By contrast, when the enzyme was assayed in the absence of DTT, 108M s-COMT displayed significantly lower activity than 108V s-COMT (Fig. 4). The loss of activity by 108M s-COMT was manifest if the enzyme was assayed immediately after thawing, and incubation for periods up to 60 min in the absence of DTT had little or no further effect. However, the addition of 4 mM DTT restored the enzymatic activity of 108M s-COMT so that the activity became identical to that of the 108V enzyme within experimental error. In the presence of DTT, incubation for 60 min at 37 °C had no significant effect on the activity of either variant of the enzyme (see Fig. 4). The 108M isoform, thus, does not appear to be markedly less stable than 108V s-COMT at 37 °C if DTT is present.

View larger version (35K): [in this window] [in a new window]   FIG. 4. Dependence of the enzymatic activity of 108M and 108V s-COMT on the presence of a reductant. Protein stocks were exchanged into buffer containing 50 mM Tris HCl, pH 7.5, and 1.5 mM MgCl2 but no DTT and stored at -20 °C (see "Experimental Procedures"). Protein samples from these stocks were incubated for 0, 30, or 60 min at 37 °C in 50 mM Tris HCl, pH 7.5, 1.5 mM MgCl2 with or without 4 mM DTT as indicated in the figure and then assayed for 15 min at 37 °C with no further additions of DTT.

Because cysteine residues often are prone to oxidation, we examined the effects of replacing cysteine 33, 69, 95, or 188 by serine in the 108V and 108M enzymes. Column 2 of Table I shows the activities of all 10 variants of the enzyme after incubation for 1 h at 22 °C in buffer containing 4 mM DTT and 200 µM SAM. As stated above, the activities of the 108M and 108V enzymes were essentially identical after this treatment. With the exception of 108M/69S, the activities of all the Cys Ser mutants were similar to or slightly higher than those of the wild-type enzymes.

To examine the sensitivity of the individual cysteine residues to oxidation, we incubated s-COMT under either reducing or oxidizing conditions (7 mM DTT or 5 mM GSSG), alkylated the thiol groups that remained reduced, digested the protein with trypsin, and identified the tryptic peptides by MALDI-TOF mass spectrometry. Immunoblotting with an IgG2a mouse monoclonal antibody (see "Experimental Procedures") showed that the 108V and 108M variants of s-COMT both formed glutathione-protein disulfide adducts when the proteins were incubated with 5 mM GSSG, and neither 108V nor 108M s-COMT retained measurable enzymatic activity under these conditions. Again, however, the enzymatic activity could be largely or completely restored by the addition of 4 mM DTT (data not shown). Table II gives the calculated masses of the cysteine-containing tryptic peptides along with the observed m/z values of the MALDI-TOF peaks assigned to the free peptides and their derivatives formed by alkylation (amidoacetylation) or glutathiolation. Alkylation of a cysteine residue with iodoacetamide increases the m/z value by 57 Da and glutathiolation by 305 Da. One or more of the expected peaks were identified for each of the peptides, and the observed m/z values agreed well with the predicted values. In protein samples that had been incubated with DTT, all seven cysteine residues were predominantly alkylated. After incubation with GSSG, cysteines 69, 95, 157, and 173 remained partially available for alkylation but also had formed protein-glutathione (PSSG) adducts.

Goal of the exercise – Please state, from the s-COMT text, how much glutathiolation of a cysteine residue increases the m/z value.

Source information –
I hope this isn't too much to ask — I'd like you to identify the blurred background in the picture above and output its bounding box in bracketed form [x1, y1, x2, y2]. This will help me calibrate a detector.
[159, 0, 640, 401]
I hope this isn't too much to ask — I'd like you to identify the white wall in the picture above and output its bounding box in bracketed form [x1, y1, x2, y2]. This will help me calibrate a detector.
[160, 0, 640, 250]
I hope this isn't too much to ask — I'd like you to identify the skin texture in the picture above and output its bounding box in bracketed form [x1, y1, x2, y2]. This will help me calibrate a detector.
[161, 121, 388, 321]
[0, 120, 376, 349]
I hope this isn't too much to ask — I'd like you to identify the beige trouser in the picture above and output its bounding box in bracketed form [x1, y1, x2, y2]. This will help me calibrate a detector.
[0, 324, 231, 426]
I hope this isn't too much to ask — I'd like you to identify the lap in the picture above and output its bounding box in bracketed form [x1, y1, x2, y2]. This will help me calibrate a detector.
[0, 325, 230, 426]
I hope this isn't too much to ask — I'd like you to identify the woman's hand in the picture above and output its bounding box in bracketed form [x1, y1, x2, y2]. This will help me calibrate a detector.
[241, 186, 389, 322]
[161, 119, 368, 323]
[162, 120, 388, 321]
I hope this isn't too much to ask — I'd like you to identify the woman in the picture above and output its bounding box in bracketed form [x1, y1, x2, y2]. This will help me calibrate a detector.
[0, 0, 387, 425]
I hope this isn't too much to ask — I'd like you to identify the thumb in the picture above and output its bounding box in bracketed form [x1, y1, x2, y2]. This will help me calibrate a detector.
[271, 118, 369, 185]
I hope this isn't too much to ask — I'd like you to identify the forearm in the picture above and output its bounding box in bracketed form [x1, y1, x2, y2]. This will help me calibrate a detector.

Solution to this task – By 305 Da.